Extracted data:
──────────────────────────────

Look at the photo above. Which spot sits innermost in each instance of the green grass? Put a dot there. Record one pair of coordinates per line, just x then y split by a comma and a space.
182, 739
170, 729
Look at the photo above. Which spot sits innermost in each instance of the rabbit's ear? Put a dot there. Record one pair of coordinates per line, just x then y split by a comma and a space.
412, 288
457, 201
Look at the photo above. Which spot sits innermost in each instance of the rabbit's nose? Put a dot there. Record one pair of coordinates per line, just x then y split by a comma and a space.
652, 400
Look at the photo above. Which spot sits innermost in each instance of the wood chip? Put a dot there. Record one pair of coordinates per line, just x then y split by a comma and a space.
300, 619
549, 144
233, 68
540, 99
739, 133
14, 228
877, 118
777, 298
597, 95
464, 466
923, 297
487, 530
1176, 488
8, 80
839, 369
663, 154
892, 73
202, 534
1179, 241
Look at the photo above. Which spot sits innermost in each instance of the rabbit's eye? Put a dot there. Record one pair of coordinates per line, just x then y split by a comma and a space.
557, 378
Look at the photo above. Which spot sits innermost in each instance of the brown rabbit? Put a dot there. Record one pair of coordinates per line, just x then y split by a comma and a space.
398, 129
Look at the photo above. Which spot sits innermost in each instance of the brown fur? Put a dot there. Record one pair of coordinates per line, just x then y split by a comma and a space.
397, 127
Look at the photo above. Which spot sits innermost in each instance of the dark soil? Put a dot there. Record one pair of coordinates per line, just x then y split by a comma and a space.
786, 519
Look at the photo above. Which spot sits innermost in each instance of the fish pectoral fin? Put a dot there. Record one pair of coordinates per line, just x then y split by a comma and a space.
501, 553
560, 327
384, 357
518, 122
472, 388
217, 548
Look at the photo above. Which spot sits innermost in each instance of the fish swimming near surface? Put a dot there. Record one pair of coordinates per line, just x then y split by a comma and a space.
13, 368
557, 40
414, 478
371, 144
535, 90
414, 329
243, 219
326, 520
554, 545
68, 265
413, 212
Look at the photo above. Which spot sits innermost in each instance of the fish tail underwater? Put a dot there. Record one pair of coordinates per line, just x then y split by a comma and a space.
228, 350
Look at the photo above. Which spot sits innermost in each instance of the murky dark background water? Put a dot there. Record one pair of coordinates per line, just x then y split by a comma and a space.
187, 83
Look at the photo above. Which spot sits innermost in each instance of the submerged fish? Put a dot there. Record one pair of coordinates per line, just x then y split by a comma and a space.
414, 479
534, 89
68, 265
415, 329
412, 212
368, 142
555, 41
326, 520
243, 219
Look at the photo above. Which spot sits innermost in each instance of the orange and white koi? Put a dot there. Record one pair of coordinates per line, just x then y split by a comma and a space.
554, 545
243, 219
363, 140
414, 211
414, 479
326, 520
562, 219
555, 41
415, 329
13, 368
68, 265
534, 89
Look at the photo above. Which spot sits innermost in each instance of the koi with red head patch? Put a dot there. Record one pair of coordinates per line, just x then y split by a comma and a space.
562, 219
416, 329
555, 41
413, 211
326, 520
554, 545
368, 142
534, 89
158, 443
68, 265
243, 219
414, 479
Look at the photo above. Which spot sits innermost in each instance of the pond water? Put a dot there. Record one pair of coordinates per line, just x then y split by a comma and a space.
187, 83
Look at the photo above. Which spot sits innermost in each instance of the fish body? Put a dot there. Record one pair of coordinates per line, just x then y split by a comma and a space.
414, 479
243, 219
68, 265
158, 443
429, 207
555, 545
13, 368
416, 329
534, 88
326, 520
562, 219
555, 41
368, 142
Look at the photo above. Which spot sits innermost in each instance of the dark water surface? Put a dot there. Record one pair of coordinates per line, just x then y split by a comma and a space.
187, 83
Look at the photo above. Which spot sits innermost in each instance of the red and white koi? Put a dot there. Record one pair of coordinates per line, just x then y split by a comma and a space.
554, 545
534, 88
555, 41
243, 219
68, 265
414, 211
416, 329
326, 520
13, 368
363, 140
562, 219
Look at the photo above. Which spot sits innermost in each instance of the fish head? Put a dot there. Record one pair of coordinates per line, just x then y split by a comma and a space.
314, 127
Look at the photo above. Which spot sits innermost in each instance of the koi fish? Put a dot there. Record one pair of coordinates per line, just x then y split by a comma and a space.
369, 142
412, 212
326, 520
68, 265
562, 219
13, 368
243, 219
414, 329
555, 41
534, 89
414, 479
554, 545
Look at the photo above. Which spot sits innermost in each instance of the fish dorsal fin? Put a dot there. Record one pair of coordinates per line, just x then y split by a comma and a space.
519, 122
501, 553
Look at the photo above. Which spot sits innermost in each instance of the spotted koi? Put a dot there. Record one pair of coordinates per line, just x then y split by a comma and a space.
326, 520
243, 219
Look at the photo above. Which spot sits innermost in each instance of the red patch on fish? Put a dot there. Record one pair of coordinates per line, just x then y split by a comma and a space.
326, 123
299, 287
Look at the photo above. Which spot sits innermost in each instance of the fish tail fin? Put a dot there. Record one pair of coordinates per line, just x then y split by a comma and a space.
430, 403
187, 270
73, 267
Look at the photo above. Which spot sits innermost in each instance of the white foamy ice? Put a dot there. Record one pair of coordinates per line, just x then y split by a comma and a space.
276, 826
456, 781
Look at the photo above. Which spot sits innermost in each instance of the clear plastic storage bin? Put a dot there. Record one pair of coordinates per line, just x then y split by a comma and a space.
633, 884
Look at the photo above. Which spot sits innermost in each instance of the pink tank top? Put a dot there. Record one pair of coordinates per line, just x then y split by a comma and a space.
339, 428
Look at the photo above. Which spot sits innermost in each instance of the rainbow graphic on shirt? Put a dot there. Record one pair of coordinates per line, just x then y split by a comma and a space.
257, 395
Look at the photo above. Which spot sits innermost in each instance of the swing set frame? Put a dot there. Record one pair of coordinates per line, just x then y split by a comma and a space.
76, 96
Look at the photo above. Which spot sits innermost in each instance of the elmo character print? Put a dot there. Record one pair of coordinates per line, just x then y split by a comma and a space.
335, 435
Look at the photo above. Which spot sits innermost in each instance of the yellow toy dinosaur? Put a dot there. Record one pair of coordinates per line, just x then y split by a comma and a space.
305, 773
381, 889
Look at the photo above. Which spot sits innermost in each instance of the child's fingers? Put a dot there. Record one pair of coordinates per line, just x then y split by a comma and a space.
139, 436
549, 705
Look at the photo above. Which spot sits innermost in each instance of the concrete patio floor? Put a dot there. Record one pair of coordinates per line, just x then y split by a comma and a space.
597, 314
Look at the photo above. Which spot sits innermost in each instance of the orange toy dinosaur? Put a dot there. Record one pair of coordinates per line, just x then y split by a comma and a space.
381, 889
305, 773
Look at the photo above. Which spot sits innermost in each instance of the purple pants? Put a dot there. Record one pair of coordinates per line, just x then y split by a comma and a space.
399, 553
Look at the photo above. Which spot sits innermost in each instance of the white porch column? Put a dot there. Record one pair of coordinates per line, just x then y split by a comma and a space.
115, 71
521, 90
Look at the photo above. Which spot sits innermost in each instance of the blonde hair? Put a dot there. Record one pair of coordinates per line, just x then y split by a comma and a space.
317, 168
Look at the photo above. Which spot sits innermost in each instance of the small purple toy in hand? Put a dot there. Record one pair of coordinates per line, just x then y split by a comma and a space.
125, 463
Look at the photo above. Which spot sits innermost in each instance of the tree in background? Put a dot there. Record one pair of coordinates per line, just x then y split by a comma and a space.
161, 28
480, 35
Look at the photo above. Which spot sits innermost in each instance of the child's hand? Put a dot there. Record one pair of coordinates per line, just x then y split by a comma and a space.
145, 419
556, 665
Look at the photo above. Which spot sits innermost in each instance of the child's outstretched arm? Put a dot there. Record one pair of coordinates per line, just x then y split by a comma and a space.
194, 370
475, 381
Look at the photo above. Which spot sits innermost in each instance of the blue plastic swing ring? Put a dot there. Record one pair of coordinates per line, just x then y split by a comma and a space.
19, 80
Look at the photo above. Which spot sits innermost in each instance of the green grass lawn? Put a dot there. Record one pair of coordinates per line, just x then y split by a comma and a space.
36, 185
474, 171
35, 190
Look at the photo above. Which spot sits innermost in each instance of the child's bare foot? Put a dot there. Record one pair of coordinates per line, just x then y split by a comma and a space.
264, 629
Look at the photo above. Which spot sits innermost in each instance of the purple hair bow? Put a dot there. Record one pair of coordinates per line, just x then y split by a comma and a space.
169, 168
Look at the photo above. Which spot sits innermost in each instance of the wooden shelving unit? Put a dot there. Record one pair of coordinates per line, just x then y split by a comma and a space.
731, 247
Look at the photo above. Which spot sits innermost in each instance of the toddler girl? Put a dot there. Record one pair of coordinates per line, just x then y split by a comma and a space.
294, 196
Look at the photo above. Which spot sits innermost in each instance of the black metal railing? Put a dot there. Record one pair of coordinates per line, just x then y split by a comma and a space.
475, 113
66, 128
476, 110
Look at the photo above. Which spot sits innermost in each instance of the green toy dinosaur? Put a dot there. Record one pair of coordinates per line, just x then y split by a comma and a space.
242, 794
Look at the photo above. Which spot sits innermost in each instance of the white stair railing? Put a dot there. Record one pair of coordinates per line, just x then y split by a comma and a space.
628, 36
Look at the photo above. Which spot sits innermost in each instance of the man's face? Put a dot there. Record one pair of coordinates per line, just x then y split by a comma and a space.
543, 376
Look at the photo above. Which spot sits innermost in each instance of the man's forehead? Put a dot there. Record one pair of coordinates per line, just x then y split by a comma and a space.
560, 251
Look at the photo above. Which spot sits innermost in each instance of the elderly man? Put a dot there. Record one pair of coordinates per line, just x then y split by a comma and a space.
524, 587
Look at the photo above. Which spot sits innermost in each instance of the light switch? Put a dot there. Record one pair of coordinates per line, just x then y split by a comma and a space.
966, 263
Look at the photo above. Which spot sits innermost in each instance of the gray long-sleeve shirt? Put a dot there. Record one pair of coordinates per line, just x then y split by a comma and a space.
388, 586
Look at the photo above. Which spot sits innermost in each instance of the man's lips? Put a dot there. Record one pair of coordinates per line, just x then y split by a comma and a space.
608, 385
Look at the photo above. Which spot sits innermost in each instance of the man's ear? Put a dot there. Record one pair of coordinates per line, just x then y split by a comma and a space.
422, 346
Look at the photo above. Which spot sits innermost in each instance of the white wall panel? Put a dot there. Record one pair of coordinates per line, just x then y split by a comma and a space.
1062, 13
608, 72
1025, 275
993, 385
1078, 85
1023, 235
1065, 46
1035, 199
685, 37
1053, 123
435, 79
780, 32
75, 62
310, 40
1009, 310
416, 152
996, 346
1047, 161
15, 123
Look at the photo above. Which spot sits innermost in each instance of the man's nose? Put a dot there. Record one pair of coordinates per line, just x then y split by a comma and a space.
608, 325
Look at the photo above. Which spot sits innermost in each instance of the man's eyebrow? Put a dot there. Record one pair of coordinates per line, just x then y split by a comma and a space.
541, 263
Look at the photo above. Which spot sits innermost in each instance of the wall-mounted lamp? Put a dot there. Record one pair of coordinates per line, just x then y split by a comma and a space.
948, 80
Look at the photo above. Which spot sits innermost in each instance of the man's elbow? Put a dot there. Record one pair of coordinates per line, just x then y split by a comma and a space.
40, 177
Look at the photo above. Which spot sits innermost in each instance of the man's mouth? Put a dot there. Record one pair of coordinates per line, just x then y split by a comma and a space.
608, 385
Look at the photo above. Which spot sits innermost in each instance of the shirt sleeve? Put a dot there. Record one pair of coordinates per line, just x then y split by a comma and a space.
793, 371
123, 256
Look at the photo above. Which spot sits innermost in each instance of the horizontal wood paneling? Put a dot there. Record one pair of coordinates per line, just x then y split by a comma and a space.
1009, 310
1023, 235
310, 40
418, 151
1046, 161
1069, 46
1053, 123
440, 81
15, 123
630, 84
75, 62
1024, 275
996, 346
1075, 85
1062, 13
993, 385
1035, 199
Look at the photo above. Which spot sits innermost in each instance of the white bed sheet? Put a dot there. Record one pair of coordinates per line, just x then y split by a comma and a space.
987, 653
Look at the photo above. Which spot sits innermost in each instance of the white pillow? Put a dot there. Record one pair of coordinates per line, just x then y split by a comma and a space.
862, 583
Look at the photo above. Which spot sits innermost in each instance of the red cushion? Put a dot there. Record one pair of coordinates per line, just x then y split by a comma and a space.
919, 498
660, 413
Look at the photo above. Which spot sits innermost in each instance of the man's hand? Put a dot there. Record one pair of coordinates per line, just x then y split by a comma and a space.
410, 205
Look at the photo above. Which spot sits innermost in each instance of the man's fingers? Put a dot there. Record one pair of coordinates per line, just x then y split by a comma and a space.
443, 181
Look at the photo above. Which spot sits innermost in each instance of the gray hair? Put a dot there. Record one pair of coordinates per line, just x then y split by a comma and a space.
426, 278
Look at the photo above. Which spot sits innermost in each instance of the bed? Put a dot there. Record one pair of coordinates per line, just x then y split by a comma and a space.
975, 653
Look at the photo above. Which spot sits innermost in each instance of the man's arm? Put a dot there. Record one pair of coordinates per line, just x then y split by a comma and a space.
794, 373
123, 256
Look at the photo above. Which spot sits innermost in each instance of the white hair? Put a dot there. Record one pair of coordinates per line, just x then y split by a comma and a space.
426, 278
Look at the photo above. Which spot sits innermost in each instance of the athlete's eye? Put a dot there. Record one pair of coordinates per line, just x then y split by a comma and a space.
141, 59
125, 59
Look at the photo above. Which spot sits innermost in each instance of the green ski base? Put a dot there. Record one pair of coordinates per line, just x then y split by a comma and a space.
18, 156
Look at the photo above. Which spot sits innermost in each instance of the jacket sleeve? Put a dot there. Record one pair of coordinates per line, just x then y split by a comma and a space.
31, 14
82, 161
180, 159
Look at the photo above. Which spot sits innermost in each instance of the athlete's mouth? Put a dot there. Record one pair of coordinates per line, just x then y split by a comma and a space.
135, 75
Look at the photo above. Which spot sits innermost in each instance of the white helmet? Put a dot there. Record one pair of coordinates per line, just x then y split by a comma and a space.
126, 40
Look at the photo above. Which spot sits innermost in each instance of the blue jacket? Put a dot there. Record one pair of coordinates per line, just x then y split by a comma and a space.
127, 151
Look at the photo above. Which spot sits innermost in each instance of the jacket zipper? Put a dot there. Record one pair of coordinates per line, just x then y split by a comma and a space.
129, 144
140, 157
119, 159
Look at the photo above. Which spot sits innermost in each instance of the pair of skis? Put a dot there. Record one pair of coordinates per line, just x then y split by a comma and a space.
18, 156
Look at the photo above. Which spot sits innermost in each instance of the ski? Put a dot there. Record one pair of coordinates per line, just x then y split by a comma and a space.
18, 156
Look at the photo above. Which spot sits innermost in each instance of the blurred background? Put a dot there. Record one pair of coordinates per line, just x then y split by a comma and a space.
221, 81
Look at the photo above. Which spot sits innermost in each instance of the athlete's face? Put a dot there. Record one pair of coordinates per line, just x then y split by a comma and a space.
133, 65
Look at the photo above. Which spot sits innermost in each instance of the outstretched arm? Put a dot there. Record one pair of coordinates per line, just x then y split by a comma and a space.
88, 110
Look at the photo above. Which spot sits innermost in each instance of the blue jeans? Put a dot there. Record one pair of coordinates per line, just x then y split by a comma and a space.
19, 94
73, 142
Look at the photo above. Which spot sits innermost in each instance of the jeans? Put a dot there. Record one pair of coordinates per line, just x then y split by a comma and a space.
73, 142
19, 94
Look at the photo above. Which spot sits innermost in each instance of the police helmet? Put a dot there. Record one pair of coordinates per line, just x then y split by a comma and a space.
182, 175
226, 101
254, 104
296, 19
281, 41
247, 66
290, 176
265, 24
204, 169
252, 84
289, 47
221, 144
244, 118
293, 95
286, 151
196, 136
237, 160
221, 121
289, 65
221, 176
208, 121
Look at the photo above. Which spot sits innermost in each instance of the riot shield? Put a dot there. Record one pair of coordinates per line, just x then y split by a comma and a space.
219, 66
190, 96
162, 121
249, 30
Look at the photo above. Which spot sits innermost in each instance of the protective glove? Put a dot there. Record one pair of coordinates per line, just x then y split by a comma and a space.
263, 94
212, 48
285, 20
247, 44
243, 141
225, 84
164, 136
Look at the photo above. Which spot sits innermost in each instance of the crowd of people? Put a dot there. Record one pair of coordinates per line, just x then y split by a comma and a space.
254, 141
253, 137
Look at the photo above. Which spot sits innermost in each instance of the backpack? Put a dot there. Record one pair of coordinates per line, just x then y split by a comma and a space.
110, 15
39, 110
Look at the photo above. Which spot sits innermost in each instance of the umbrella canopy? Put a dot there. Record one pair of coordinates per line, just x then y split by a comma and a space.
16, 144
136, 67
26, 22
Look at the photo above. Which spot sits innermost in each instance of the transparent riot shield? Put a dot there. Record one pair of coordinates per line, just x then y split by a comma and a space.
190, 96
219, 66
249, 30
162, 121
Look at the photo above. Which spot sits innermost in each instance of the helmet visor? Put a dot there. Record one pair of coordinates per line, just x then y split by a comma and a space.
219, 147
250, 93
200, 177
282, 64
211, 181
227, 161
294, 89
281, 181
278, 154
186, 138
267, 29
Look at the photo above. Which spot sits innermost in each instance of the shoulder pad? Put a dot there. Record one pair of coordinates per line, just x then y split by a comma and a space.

──────────────────────────────

The request: Repeat, without changes, every line from the one that contains "of the police" through the final line of the data.

In response:
Look at the photo above. Which spot sits innermost in each instance of the police helmet? Put a dot there. Record one pair of coordinates per line, just x then y split by a comma and a space.
182, 175
226, 101
254, 104
296, 19
281, 41
247, 66
290, 176
265, 24
204, 169
252, 84
289, 47
221, 144
244, 118
293, 95
286, 151
196, 136
237, 160
221, 121
289, 65
221, 176
208, 121
Look at the photo above. Which spot sits innermost in each instance of the riot shield? Put a dot there. Record one pair of coordinates per line, just x then y split by a comma and a space.
219, 66
190, 96
162, 121
249, 30
Look at the photo above. Which spot sits innermost in each instance of the protective glove? Put a dot there. Record one pair of coordinates per line, just x then y split by a comma and a space.
263, 94
212, 48
285, 20
247, 44
243, 141
225, 84
164, 136
Look at the photo above. Which spot sits innermost in each instance of the crowd of people? Put a dot there. Record one pair of coordinates per line, just x then y split by a comma and a space.
254, 141
253, 137
Look at the photo above. Which spot sits innermost in each instance of the backpack? Put a dot there. Record one pair of coordinates per line, just x then y split by a comma and a space.
110, 15
39, 110
Look at the photo above. Which spot sits innermost in each instance of the umbrella canopy? Put a dot there. Record one pair of coordinates per line, just x then y split by a comma and a space.
16, 144
136, 67
26, 22
Look at the photo above. Which spot sits innermost in each instance of the transparent riot shield? Put a dot there. Record one pair of coordinates per line, just x then y split by a comma and a space.
190, 96
219, 66
249, 30
162, 121
Look at the photo above. Which spot sits innermost in each instance of the helmet visor? Put a dot there. Record one pair of coordinates per line, just x then y split by a comma and a space.
219, 147
250, 93
200, 177
282, 64
211, 181
227, 161
294, 89
281, 181
278, 154
186, 138
267, 29
Look at the photo above. Which spot sits innermost in each instance of the shoulder pad? Put a dot there. Record one pair of coordinates per line, just x then y split by a comma and a space.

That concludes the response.